## Trecho extraído

ECOFEMINISMO: MULHERES TECEM NOVA SOCIEDADE

      As vozes femininas sempre foram consideradas subversivas aos ouvidos do poder. Acusadas de feitiçaria, porque respeitavam as determinações e fluxos da natureza, milhares de mulheres foram queimadas nas fogueiras da Inquisição (muitos autores identificam no massacre das “bruxas” o início da crise ecológica mundial).
      Entretanto, apesar das perseguições, várias mulheres se destacaram, através dos tempos, na contestação do status quo. Maria Madalena, Joana D’Arc, rosa Luxemburgo, Olga Benário, Patrícia Pagu Galvão, Leila Diniz – estas e outras têm enfrentado as normas da sociedade machista ocidental.

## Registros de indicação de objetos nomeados
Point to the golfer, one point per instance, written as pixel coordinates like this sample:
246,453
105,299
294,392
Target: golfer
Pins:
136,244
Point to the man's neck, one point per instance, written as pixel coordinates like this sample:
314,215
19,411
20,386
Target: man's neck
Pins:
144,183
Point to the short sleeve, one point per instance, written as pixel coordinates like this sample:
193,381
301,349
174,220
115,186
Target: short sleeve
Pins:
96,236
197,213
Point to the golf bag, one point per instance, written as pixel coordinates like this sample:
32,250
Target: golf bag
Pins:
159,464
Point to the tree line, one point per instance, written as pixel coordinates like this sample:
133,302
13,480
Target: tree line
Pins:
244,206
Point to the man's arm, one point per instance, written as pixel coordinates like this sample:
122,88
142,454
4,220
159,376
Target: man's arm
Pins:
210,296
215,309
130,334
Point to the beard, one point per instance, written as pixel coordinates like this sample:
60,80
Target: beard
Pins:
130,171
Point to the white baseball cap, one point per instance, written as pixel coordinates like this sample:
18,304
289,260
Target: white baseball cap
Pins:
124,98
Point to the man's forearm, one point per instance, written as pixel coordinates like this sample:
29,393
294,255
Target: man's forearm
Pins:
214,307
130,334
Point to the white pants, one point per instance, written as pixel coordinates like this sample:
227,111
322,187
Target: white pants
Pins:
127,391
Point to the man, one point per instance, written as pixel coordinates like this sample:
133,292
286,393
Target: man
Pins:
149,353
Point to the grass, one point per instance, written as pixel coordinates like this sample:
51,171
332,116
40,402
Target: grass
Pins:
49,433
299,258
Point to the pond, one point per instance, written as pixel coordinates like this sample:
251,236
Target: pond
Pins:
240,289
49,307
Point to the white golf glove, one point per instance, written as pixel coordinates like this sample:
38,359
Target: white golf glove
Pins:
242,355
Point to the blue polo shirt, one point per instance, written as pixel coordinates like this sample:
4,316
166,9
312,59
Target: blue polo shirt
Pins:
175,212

## Objetivo do exercício
Por favor, continue o texto sobre ecofeminismo a partir da última frase apresentada.

## Resposta da tarefa
      Por outro lado, a sociedade comunista, em sua versão burocrática, não equacionou a luta da mulher pelo resgate de sua identidade, apesar dos grandes avanços obtidos. De acordo com dados da União Interparlamentar, a presença feminina no Soviet Supremo havia reduzido de 34,5% para 15,3% nas eleições de março de 1989, uma das últimas antes da derrocada soviética. Entre janeiro de 1988 e junho de 1989, a participação das mulheres nos parlamentos de todo o mundo havia caído de 14,6% para 12,7%.
      O mundo do poder, no capitalismo ou no “socialismo real” burocratizado, tem sido um mundo masculino. Mas neste momento de reorientação da ordem tecnocrática, de questionamento da visão racionalista e fragmentada da vida, o feminismo consolida a sua força, associada à luta ecológica e das chamadas “minorias”. Alguns dos grandes nomes do movimento ecológico e/ou ambientalista contemporâneo são de mulheres, como Petra Kelly, líder histórica dos Verdes na Alemanha, e Gro Harlem Bruntland, ex-primeira ministra da Noruega e responsável pela coordenação de Nosso Futuro Comum, o relatório preparatório da Eco-92.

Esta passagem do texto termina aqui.